Texto de lectura:
---

Si algo bueno han tenido las desafortunadas declaraciones del sr. Blanco sobre la conveniencia de subir otra vez los impuestos en nuestro país, ha sido haber provocado una fuerte reacción crítica en gran parte de la población.
El español medio no entiende mucho de hacienda pública, pero se ha dado cuenta de que las palabras del ministro no sólo son una forma de preparar una nueva vuelta de tuerca a su ya maltrecha economía, sino también una auténtica tomadura de pelo. Y mal está cada una de estas ofensas en sí misma; pero las dos juntas parecen demasiado, incluso para ciudadanos tan pacíficos y domesticados como somos los españoles desde hace ya bastantes años
La idea de Blanco es tan vieja como difícil de sostener hoy con un mínimo de honradez intelectual.

---

Material proporcionado:
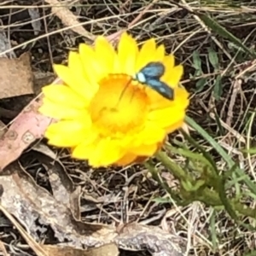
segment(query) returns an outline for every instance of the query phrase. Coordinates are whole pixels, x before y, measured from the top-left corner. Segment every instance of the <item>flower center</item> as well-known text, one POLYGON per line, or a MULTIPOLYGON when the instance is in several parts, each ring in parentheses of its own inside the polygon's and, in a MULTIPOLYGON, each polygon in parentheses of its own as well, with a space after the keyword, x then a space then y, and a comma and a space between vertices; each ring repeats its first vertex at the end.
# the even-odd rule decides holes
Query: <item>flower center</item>
POLYGON ((113 137, 140 130, 149 106, 143 87, 125 74, 110 74, 99 85, 90 110, 100 133, 113 137))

---

Su objetivo:
Transcriba sin modificación alguna el pasaje del texto sobre la subida de impuestos que empieza en las palabras "Si algo bueno" y concluye tras "de la población.".

Resultado del ejercicio:
Si algo bueno han tenido las desafortunadas declaraciones del sr. Blanco sobre la conveniencia de subir otra vez los impuestos en nuestro país, ha sido haber provocado una fuerte reacción crítica en gran parte de la población.